▶ DESCRIPTION OF THE TASK
Count how many lines in the records below contain the word "forklift", treating uppercase and lowercase as different. Reply with the number alone.

[Bounding box annotation entries]
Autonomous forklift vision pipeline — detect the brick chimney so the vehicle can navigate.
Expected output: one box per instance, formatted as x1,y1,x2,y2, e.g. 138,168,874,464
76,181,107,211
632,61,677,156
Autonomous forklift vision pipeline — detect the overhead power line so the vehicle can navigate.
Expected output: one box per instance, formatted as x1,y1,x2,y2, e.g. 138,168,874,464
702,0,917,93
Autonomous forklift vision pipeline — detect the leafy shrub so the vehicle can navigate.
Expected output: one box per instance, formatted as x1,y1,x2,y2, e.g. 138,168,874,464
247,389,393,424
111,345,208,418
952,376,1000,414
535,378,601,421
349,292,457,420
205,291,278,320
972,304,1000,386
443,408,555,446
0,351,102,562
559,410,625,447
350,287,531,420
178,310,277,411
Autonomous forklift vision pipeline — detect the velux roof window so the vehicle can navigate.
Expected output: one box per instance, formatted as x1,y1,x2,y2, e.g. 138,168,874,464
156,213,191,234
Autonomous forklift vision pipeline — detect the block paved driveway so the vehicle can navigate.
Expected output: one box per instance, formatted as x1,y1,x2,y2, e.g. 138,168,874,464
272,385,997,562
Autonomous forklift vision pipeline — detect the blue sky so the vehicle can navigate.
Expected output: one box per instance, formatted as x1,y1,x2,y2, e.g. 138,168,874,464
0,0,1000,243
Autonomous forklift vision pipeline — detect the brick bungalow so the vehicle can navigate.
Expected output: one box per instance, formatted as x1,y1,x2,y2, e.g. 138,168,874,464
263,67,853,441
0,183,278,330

▶ THE SOLUTION
7